## INPUT DATA
+-------+
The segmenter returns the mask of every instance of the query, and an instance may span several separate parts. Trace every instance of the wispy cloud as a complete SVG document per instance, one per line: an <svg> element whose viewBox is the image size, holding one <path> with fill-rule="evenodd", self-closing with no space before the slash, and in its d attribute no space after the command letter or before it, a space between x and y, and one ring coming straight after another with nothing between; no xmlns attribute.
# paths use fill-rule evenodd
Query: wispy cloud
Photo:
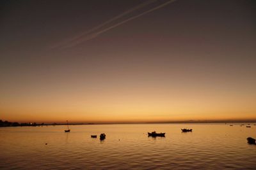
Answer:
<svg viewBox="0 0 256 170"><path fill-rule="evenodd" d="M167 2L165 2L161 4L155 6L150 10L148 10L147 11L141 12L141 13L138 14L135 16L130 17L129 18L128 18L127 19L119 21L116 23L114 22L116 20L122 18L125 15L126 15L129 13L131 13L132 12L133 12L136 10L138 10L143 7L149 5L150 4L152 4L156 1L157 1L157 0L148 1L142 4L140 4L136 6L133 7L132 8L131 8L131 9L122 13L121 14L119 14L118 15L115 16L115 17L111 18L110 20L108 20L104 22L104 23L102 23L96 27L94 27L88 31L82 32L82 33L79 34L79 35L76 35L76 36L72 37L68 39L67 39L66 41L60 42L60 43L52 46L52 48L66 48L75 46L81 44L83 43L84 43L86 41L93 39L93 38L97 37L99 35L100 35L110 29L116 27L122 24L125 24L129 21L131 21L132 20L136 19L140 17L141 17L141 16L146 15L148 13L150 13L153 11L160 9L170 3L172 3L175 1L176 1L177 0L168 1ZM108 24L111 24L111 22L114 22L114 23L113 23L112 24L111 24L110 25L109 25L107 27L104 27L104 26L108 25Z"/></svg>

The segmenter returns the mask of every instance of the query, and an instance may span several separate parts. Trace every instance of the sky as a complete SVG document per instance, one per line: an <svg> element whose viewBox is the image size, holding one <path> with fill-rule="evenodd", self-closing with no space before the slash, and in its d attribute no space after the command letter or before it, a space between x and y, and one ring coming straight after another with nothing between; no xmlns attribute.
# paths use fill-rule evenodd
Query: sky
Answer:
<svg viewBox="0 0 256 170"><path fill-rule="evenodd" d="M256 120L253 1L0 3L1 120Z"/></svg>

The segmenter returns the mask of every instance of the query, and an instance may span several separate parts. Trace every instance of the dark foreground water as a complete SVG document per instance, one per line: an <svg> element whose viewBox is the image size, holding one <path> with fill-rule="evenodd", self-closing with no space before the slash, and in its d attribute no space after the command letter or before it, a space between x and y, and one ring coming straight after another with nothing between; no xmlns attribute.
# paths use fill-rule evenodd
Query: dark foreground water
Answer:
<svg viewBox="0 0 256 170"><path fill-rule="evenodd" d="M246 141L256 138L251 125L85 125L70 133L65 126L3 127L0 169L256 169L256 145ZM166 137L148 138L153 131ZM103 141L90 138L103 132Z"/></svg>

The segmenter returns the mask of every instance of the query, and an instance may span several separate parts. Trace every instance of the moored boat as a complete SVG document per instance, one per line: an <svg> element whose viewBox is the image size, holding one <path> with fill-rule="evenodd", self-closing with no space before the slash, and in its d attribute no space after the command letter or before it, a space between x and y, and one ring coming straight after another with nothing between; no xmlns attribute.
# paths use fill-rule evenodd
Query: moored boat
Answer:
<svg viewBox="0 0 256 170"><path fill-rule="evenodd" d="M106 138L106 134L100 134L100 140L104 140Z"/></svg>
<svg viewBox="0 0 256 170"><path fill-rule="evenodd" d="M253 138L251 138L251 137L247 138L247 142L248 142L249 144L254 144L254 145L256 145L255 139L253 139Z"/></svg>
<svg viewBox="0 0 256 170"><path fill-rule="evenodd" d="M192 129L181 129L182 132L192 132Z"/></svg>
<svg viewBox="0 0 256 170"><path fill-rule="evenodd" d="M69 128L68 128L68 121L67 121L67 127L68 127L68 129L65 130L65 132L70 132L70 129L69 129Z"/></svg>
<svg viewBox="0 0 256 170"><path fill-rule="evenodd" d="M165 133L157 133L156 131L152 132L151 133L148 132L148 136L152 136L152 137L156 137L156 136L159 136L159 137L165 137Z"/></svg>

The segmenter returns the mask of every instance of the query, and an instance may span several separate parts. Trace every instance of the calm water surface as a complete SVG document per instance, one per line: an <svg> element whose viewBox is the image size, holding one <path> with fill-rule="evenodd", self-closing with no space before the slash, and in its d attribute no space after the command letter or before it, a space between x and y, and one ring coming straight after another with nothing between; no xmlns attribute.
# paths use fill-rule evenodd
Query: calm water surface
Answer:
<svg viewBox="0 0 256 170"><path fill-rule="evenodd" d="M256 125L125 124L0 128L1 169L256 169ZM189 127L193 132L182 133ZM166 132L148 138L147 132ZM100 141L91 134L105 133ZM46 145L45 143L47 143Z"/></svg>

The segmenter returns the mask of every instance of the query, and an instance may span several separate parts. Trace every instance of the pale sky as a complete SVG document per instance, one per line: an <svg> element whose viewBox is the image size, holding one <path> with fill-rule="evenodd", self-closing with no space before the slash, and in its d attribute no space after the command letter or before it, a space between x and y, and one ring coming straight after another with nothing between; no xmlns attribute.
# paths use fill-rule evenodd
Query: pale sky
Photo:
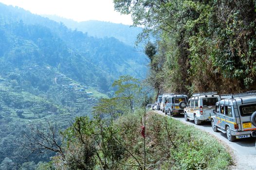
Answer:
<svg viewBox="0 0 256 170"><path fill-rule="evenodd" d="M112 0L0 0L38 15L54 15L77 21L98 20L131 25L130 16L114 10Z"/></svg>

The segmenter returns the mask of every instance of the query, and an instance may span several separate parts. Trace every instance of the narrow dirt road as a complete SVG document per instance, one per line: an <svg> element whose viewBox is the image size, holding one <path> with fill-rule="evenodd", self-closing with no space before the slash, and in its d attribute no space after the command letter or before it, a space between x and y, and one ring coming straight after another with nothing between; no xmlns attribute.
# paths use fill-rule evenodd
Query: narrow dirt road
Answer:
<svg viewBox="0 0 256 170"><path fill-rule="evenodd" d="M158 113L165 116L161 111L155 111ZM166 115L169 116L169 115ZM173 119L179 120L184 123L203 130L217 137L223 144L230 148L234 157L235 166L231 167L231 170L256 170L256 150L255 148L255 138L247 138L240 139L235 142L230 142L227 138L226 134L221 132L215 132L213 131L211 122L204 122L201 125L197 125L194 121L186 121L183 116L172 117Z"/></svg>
+-------+
## SET PROBLEM
Rewrite all the records above with every "segmenter" changed to "annotator" and everything else left the same, and leave the pictures out.

## RESULT OF THE TASK
The annotator returns the mask of every instance of the query, and an instance may span several separate parts. Trace every instance of the wispy cloud as a complete SVG document per instance, one per line: an <svg> element whose viewBox is the image size, holding one <path> with fill-rule="evenodd", self-closing with no space before the slash, and in its d attribute no space after the command letter or before it, a space between x and y, and one ring coming straight after another with nothing between; no xmlns attribute.
# paths use fill-rule evenodd
Query: wispy cloud
Photo:
Answer:
<svg viewBox="0 0 256 170"><path fill-rule="evenodd" d="M167 2L165 2L161 4L155 6L150 10L148 10L147 11L141 12L141 13L138 14L135 16L130 17L129 18L128 18L127 19L119 21L116 23L114 22L116 20L122 18L125 15L126 15L129 13L131 13L132 12L133 12L136 10L138 10L143 7L149 5L150 4L152 4L156 1L157 1L157 0L148 1L142 4L140 4L136 6L133 7L132 8L131 8L131 9L122 13L121 14L119 14L118 15L115 16L115 17L111 18L110 20L108 20L104 22L104 23L102 23L96 27L94 27L88 31L82 32L82 33L79 34L79 35L76 35L76 36L72 37L68 39L67 39L66 41L60 42L60 43L52 46L52 48L66 48L75 46L81 44L83 43L84 43L86 41L93 39L93 38L97 37L99 35L100 35L110 29L116 27L122 24L125 24L129 21L131 21L132 20L136 19L140 17L141 17L141 16L146 15L148 13L150 13L153 11L160 9L170 3L172 3L175 1L176 1L177 0L168 1ZM108 24L111 24L111 22L114 22L114 23L113 23L112 24L111 24L110 25L109 25L107 27L104 27L104 26L108 25Z"/></svg>

The annotator returns the mask of every instance of the query, and an instance may span several separate parts. Trace every instance of the sky as a complete SVG document per instance, one per line: an <svg> element whose viewBox is the image size, holding one <path> with fill-rule="evenodd", self-closing with no space before the slash, and in its d attribute no space after the command letter or before it, a space between x and y, and one ring coming straight after another with nothing between; no xmlns attribute.
# paths use fill-rule evenodd
Query: sky
Answer:
<svg viewBox="0 0 256 170"><path fill-rule="evenodd" d="M256 120L253 1L0 3L1 120Z"/></svg>

The annotator returns the mask of every instance of the query, and an instance may span several separate parts. Trace every instance of the dark foreground water as a complete SVG document per instance, one per line: an <svg> element whose viewBox is the image size, holding one <path> with fill-rule="evenodd", self-closing with no space before the slash, and in its d attribute no space after the command letter or before it, a space between x and y, and one ring coming straight after another with nothing between; no xmlns attribute.
# paths use fill-rule evenodd
Query: dark foreground water
Answer:
<svg viewBox="0 0 256 170"><path fill-rule="evenodd" d="M246 141L256 138L251 125L85 125L70 133L65 126L3 127L0 169L256 169L256 145ZM166 137L148 138L153 131ZM103 141L90 138L103 132Z"/></svg>

The annotator returns the mask of every instance of the query, and an instance may span several separate parts. Trace every instance of the moored boat as a complete SVG document per instance, one per line: an <svg> element whose viewBox is the image size, holding one <path> with fill-rule="evenodd", self-closing with no space before the slash, and in its d attribute no space after the command letter or before it, a space between x and y, and one ring coming straight after another with nothing between; no xmlns attribute.
# paths use fill-rule evenodd
Query: moored boat
Answer:
<svg viewBox="0 0 256 170"><path fill-rule="evenodd" d="M106 138L106 134L100 134L100 140L104 140Z"/></svg>
<svg viewBox="0 0 256 170"><path fill-rule="evenodd" d="M253 138L251 138L251 137L247 138L247 142L248 142L249 144L254 144L254 145L256 145L255 139L253 139Z"/></svg>
<svg viewBox="0 0 256 170"><path fill-rule="evenodd" d="M192 129L181 129L182 132L192 132Z"/></svg>
<svg viewBox="0 0 256 170"><path fill-rule="evenodd" d="M69 128L68 128L68 121L67 121L67 127L68 127L68 129L65 130L65 132L70 132L70 129L69 129Z"/></svg>
<svg viewBox="0 0 256 170"><path fill-rule="evenodd" d="M165 133L157 133L156 131L152 132L151 133L148 132L148 136L152 136L152 137L156 137L156 136L159 136L159 137L165 137Z"/></svg>

The annotator returns the mask of every instance of the query, and an instance may span several separate parts. Trace every instance of the calm water surface as a complete SVG document per instance, one per line: an <svg> element whose viewBox is the image size, holding one <path> with fill-rule="evenodd", self-closing with no space before the slash, and in its d attribute no space after the command letter or before it, a space between x and y, and one ring coming straight after another with nothing between; no xmlns attribute.
# paths use fill-rule evenodd
Query: calm water surface
Answer:
<svg viewBox="0 0 256 170"><path fill-rule="evenodd" d="M256 125L125 124L0 128L1 169L256 169ZM189 127L193 132L182 133ZM166 132L148 138L147 132ZM100 141L91 134L105 133ZM46 145L45 143L47 143Z"/></svg>

The annotator returns the mask of every instance of the query, and an instance may span several separate parts. Trace every instance of the pale sky as a complete SVG document per instance, one per line: an <svg> element whose viewBox is the image size, holding one <path> with fill-rule="evenodd", self-closing with no space before the slash, and in its d attribute no space after the command letter or before it, a space between x and y, and one ring coming straight after another with nothing between; no xmlns attribute.
# paths use fill-rule evenodd
Query: pale sky
Photo:
Answer:
<svg viewBox="0 0 256 170"><path fill-rule="evenodd" d="M112 0L0 0L38 15L54 15L77 21L98 20L131 25L130 16L114 10Z"/></svg>

The annotator returns the mask of every instance of the query, and an instance may span several separate parts. Trace every instance of the narrow dirt road as a complete SVG document per instance, one per line: an <svg> element whose viewBox is the image size, holding one <path> with fill-rule="evenodd", self-closing with no space before the slash, and in its d attribute no space after the command letter or before it, a space between x and y, and one ring coming straight after another with nothing between; no xmlns attribute.
# paths use fill-rule evenodd
Query: narrow dirt road
Answer:
<svg viewBox="0 0 256 170"><path fill-rule="evenodd" d="M158 113L165 116L161 111L155 111ZM166 115L169 116L169 115ZM173 119L179 120L184 123L203 130L217 137L223 144L230 148L234 157L235 166L231 167L231 170L256 170L256 150L255 148L255 138L247 138L240 139L235 142L230 142L227 138L226 134L221 132L215 132L213 131L211 122L204 122L201 125L197 125L194 121L186 121L183 116L172 117Z"/></svg>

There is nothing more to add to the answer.